(Stored data entries)

=====

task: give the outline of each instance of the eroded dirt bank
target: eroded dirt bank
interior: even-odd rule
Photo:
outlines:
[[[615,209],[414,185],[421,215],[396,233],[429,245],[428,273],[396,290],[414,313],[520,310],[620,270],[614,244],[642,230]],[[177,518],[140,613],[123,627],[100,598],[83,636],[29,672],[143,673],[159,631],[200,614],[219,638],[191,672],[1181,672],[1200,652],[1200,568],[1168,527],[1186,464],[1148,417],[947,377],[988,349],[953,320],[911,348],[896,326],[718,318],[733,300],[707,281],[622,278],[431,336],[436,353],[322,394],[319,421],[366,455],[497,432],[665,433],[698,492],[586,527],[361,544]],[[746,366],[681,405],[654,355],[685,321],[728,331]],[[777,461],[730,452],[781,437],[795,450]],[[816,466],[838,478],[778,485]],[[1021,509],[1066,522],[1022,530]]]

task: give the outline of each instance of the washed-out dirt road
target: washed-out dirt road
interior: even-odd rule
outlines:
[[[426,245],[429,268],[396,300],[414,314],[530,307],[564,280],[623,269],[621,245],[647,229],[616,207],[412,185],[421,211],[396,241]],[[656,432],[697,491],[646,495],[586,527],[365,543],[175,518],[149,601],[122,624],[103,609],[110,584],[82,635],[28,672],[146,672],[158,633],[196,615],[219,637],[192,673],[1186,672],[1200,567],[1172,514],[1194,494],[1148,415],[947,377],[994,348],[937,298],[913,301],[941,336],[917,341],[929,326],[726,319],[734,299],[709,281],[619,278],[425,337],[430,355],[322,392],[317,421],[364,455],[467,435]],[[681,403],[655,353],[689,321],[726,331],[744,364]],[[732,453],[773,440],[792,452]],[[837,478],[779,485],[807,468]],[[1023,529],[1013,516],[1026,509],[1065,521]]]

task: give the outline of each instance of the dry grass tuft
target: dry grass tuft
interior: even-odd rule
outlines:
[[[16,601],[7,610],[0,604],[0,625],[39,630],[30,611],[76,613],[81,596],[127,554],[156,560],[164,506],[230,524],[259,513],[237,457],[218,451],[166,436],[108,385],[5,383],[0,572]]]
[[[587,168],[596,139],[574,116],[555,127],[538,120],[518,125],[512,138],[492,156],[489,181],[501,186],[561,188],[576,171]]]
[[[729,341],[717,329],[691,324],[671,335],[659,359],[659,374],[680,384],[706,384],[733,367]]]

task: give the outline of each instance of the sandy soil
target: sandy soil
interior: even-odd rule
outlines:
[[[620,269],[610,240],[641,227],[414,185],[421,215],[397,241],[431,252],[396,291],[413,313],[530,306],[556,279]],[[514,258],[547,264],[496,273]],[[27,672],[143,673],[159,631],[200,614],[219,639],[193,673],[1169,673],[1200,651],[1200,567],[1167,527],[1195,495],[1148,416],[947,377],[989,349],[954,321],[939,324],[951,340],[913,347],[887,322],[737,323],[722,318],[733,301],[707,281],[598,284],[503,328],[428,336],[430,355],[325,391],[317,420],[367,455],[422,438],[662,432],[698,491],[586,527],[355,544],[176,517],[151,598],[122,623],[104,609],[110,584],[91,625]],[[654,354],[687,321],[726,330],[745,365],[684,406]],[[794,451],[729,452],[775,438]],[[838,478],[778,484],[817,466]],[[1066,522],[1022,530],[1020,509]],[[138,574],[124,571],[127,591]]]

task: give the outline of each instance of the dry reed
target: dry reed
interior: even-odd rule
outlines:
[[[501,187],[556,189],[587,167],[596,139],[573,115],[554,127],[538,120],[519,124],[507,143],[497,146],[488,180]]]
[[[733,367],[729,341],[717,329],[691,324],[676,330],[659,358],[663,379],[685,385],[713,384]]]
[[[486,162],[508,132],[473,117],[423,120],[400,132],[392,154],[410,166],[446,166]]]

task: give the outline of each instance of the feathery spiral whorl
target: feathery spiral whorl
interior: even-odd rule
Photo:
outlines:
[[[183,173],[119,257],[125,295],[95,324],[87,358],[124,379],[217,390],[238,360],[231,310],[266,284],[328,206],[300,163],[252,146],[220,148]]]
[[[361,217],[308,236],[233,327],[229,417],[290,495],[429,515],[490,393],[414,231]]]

=====

Make an exact transcription of all the records.

Result of the task:
task: give the outline of each instance of the eroded dirt bank
target: eroded dirt bank
interior: even-odd rule
Photo:
outlines:
[[[615,209],[414,185],[421,215],[396,233],[429,245],[428,273],[396,290],[414,313],[520,310],[620,270],[614,244],[642,230]],[[177,518],[140,613],[123,627],[100,598],[83,636],[29,672],[143,673],[159,631],[200,614],[219,638],[191,672],[1181,672],[1200,652],[1200,568],[1168,527],[1186,464],[1148,417],[947,377],[988,349],[953,320],[911,348],[896,326],[718,318],[733,300],[707,281],[622,278],[431,336],[436,353],[322,394],[319,421],[366,455],[497,432],[665,433],[698,492],[586,527],[361,544]],[[746,366],[681,405],[654,355],[685,321],[728,331]],[[777,461],[730,452],[781,437],[795,450]],[[816,466],[838,478],[778,485]],[[1021,509],[1066,522],[1022,530]]]

task: give the outline of each instance of the washed-out dirt road
target: washed-out dirt road
interior: even-odd rule
outlines:
[[[426,245],[429,268],[396,300],[414,314],[530,307],[564,280],[623,269],[621,245],[647,229],[616,207],[412,185],[421,211],[396,241]],[[656,432],[697,491],[646,495],[586,527],[365,543],[175,518],[149,601],[122,624],[103,609],[110,584],[82,635],[28,672],[146,672],[158,633],[196,615],[219,637],[192,673],[1186,672],[1200,567],[1172,514],[1194,494],[1148,415],[947,377],[994,348],[937,298],[913,301],[941,336],[917,341],[929,326],[726,319],[734,299],[709,281],[619,278],[425,337],[430,355],[322,392],[317,421],[364,455],[467,435]],[[681,403],[655,353],[689,321],[726,331],[744,364]],[[732,453],[773,440],[792,452]],[[837,478],[779,485],[807,468]],[[1023,529],[1013,516],[1026,509],[1065,521]]]

task: give the outline of each instance of the dry grass tuft
target: dry grass tuft
interior: even-odd rule
outlines:
[[[16,601],[7,610],[0,604],[0,625],[39,630],[30,611],[76,613],[81,596],[127,554],[156,560],[164,506],[230,524],[259,513],[237,457],[218,451],[166,436],[108,385],[5,383],[0,572]]]
[[[587,168],[596,139],[574,116],[555,127],[538,120],[518,125],[512,138],[492,156],[489,181],[501,186],[561,188],[576,171]]]
[[[729,341],[717,329],[691,324],[671,335],[659,359],[659,374],[680,384],[706,384],[733,367]]]

task: give the outline of each instance of the sandy soil
target: sandy soil
interior: even-odd rule
outlines:
[[[620,269],[610,240],[641,227],[414,185],[421,215],[397,241],[431,252],[396,291],[413,313],[530,306],[556,279]],[[514,258],[547,264],[496,273]],[[27,672],[143,673],[159,631],[200,614],[219,639],[193,673],[1169,673],[1200,651],[1200,567],[1167,527],[1195,495],[1148,416],[947,377],[989,349],[954,321],[939,324],[951,340],[913,347],[887,322],[737,323],[722,318],[733,301],[707,281],[598,284],[503,328],[428,336],[430,355],[325,391],[317,420],[367,455],[422,438],[662,432],[698,491],[586,527],[355,544],[176,517],[151,598],[122,623],[104,609],[110,584],[91,625]],[[654,354],[687,321],[726,330],[745,365],[684,406]],[[794,451],[729,452],[775,438]],[[838,478],[778,484],[817,466]],[[1066,522],[1022,530],[1020,509]],[[138,574],[124,571],[127,591]]]

task: give the outline of each instance of the dry reed
target: dry reed
interior: even-odd rule
outlines:
[[[501,187],[556,189],[587,167],[596,139],[573,115],[554,127],[538,120],[519,124],[507,143],[497,146],[488,180]]]
[[[733,367],[729,341],[717,329],[691,324],[676,330],[659,358],[663,379],[685,385],[713,384]]]
[[[486,162],[508,132],[473,117],[423,120],[400,132],[392,154],[410,166],[446,166]]]

task: give the outline of each instance of the feathery spiral whorl
target: feathery spiral whorl
interior: even-odd rule
Photo:
outlines:
[[[183,173],[119,257],[125,295],[95,324],[87,358],[124,379],[217,390],[238,360],[231,310],[266,284],[328,206],[300,163],[252,146],[220,148]]]
[[[361,217],[308,236],[233,327],[229,417],[290,495],[429,515],[490,393],[414,231]]]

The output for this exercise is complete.